-------- Record set --------

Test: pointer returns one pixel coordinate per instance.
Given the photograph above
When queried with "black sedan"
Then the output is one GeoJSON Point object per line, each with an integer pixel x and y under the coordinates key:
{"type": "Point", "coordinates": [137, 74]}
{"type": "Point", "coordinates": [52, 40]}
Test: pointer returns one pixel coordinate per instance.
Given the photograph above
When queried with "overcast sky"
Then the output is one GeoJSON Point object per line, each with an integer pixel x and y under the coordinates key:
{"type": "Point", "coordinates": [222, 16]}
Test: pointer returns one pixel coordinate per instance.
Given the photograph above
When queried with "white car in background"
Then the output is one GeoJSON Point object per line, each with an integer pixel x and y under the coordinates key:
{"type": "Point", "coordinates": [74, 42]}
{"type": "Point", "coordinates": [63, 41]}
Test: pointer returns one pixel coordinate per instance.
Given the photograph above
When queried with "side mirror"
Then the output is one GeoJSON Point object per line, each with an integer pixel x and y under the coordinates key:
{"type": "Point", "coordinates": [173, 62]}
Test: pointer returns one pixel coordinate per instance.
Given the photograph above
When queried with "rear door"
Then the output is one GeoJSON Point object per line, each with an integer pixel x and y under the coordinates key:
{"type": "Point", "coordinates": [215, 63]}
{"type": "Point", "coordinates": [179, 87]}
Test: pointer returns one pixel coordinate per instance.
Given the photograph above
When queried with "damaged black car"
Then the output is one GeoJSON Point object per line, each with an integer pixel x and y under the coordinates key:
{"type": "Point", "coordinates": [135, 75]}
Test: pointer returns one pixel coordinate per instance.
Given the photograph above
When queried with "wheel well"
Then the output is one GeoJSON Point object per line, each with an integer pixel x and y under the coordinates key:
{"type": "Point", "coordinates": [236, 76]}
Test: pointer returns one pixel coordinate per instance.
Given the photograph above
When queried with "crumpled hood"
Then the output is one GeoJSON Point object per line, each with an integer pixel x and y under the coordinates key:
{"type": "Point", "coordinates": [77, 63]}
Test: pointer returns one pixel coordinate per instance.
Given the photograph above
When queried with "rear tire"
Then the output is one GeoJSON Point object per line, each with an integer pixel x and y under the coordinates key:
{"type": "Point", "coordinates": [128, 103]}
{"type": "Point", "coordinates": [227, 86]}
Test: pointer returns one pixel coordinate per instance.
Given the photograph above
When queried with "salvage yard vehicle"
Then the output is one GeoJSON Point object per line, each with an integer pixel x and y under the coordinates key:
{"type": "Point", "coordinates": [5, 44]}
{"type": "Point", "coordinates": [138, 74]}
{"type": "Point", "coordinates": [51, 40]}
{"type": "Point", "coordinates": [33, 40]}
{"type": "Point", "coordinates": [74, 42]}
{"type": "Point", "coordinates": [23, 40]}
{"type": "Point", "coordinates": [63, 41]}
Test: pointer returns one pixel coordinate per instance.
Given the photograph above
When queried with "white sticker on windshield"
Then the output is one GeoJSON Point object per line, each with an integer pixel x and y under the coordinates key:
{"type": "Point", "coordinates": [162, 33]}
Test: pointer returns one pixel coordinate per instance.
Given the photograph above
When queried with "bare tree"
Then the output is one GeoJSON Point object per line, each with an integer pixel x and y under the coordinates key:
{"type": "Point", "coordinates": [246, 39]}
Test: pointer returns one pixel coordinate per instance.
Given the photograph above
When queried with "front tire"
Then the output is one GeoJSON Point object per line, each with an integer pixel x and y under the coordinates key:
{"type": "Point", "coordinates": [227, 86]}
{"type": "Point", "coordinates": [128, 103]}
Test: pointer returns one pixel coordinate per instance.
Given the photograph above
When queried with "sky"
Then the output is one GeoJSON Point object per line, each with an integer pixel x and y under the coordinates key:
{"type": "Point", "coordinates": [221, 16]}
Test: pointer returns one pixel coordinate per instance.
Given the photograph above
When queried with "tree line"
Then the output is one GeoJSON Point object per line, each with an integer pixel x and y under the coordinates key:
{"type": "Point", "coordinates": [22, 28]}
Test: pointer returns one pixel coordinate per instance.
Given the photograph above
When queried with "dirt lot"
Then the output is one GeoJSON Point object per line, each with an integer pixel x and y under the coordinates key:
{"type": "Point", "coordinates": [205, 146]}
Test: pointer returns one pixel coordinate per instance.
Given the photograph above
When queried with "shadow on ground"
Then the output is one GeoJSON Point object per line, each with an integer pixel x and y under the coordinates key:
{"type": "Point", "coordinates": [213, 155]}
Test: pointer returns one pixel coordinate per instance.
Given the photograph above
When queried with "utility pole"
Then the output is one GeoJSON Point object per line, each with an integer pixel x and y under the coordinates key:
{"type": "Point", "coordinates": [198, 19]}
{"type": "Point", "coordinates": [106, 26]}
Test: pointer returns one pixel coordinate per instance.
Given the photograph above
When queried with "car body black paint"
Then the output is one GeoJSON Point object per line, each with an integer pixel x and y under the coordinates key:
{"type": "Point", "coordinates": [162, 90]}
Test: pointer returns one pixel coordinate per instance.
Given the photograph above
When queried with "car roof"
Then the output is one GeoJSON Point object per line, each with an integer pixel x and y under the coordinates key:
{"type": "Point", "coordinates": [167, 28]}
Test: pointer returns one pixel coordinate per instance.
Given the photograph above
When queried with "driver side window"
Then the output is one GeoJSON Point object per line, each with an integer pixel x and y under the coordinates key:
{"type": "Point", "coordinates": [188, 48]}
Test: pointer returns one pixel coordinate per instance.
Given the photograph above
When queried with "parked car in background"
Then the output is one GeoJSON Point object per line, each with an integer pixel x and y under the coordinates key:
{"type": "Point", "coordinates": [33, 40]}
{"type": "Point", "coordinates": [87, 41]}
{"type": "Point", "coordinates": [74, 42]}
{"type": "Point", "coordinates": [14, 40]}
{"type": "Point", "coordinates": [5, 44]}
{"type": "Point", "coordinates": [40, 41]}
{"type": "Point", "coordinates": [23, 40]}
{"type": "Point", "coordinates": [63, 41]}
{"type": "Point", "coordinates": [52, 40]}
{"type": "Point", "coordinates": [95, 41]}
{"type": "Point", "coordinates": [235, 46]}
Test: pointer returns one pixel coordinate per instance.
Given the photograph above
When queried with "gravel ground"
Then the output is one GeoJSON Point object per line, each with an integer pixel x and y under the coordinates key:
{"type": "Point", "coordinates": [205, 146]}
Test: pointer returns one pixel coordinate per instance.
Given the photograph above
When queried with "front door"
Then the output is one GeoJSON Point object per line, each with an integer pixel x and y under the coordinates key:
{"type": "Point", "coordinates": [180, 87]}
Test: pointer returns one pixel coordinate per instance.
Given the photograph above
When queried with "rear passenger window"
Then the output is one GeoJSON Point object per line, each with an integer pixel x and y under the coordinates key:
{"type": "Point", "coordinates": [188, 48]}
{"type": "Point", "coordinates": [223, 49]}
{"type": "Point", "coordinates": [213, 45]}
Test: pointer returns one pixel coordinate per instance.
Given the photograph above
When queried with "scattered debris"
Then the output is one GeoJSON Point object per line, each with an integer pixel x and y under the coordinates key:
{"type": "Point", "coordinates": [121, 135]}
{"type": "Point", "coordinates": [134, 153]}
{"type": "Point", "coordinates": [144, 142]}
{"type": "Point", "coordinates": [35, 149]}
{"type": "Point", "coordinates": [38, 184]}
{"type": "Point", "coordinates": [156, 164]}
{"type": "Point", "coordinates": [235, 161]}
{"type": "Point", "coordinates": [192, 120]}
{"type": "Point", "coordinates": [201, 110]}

--------
-------- Record set --------

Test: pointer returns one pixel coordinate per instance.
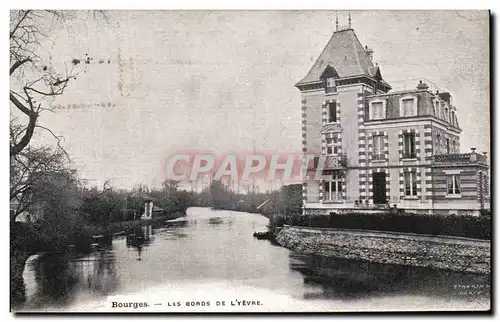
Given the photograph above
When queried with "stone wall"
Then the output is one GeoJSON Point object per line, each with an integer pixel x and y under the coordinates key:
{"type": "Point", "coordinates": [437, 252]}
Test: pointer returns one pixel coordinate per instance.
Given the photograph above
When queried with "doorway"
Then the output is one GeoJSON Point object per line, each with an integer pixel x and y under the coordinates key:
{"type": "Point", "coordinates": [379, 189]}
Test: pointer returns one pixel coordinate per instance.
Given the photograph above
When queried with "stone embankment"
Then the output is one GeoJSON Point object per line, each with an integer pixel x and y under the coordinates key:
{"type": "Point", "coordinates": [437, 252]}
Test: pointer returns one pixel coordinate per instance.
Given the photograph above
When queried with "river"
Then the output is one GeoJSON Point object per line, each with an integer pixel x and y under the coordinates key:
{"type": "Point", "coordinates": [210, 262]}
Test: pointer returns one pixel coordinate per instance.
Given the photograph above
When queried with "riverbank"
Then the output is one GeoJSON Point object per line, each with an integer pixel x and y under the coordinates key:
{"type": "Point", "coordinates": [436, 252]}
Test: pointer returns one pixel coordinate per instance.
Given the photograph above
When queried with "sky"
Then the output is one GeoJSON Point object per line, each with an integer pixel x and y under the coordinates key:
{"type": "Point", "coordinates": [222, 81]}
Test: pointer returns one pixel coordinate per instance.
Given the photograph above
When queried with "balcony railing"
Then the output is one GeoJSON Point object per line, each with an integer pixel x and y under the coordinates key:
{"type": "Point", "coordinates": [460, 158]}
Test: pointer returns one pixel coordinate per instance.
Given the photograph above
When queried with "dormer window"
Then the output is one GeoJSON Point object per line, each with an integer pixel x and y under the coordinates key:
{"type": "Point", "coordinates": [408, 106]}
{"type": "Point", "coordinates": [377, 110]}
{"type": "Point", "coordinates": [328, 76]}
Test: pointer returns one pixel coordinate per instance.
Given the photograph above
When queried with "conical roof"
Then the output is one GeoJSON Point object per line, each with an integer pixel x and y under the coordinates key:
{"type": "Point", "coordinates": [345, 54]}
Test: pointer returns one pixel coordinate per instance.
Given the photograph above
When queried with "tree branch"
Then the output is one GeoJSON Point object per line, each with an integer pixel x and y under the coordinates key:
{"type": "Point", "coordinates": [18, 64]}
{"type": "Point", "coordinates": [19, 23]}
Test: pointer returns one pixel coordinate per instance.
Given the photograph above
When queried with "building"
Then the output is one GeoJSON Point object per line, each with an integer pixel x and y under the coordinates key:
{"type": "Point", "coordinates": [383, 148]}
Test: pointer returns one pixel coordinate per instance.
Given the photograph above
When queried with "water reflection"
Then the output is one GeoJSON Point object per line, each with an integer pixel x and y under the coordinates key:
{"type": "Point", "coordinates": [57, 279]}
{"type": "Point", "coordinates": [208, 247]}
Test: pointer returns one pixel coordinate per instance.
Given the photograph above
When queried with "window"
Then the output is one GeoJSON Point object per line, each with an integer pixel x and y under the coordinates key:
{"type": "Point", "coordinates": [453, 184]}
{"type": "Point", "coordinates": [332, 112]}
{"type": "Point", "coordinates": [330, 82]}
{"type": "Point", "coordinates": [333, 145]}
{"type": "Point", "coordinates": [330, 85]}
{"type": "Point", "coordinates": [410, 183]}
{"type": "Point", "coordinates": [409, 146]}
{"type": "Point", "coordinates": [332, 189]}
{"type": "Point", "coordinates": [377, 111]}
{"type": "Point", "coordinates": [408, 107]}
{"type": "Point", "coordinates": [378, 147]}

--------
-------- Record set --------

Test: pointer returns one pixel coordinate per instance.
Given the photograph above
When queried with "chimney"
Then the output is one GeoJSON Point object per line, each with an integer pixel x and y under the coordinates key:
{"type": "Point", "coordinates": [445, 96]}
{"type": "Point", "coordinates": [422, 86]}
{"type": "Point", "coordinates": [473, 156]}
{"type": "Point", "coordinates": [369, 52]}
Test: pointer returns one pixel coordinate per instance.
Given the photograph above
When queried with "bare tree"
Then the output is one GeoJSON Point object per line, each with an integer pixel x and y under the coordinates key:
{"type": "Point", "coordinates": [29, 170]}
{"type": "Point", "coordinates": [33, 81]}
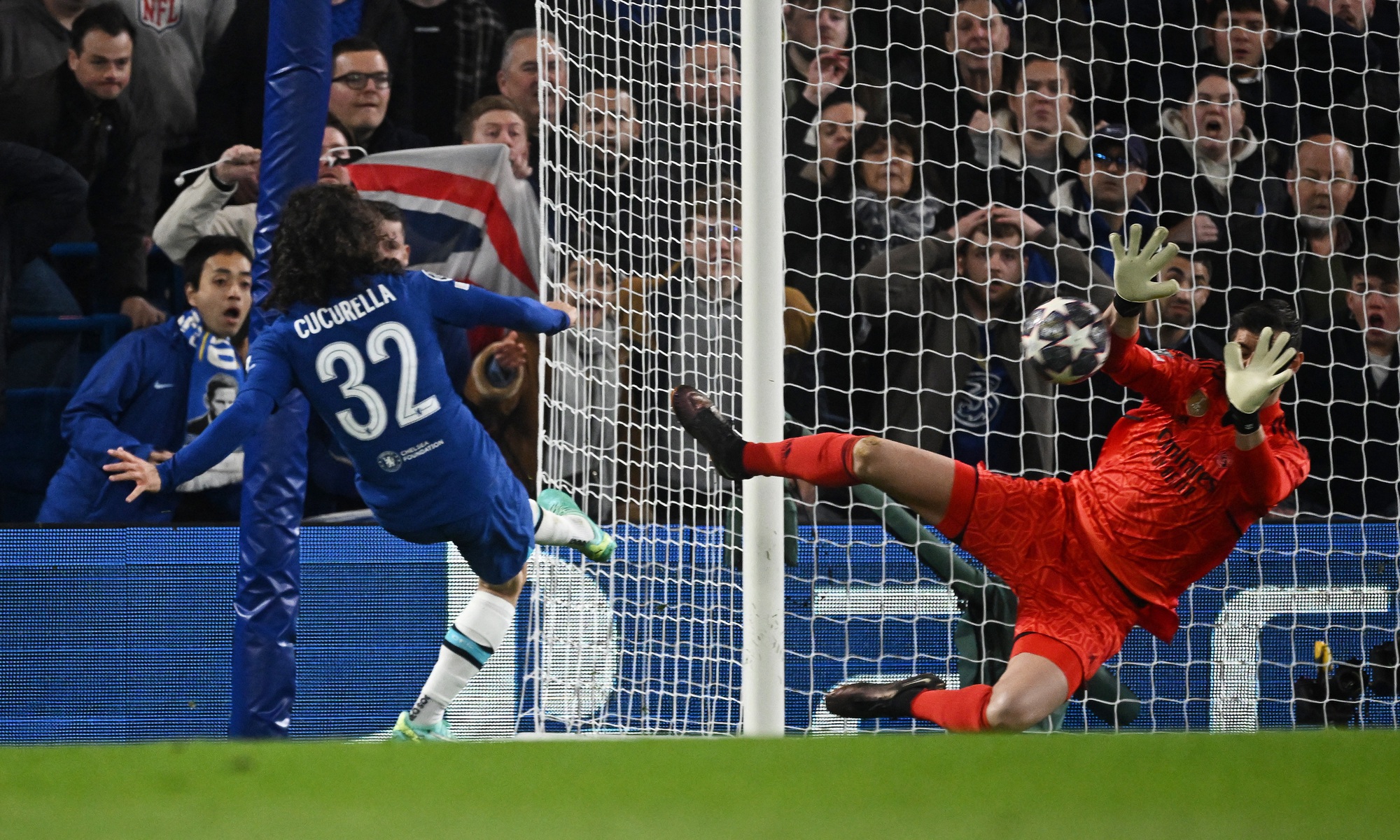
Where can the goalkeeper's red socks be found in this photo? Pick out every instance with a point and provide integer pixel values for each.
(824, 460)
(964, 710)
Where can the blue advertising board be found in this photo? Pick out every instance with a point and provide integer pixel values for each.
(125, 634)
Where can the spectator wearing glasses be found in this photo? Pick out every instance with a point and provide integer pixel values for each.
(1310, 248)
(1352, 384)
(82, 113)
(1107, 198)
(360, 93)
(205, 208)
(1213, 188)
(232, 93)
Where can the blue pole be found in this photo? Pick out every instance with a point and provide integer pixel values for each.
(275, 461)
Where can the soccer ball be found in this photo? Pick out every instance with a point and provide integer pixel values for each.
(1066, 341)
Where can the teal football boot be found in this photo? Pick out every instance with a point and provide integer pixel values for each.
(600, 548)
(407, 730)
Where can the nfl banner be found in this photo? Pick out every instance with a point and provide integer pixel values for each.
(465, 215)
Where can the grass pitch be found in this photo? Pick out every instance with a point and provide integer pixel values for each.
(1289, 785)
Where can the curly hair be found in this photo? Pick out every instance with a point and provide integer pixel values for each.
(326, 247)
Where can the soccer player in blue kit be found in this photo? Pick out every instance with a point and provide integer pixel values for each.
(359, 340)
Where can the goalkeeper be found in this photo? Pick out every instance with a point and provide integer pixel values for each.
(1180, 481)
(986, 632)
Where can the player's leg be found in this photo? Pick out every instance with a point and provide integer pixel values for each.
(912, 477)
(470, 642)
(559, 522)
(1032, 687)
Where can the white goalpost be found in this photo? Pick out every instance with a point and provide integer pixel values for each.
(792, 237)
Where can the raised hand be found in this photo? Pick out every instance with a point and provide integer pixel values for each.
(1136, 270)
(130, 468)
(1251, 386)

--------

**Problem to work on**
Return all lines in the entries above that carry the word "window".

**Final answer**
When queried with "driver side window"
When queried with "rear passenger window"
When queried with "dormer window"
When queried with "window"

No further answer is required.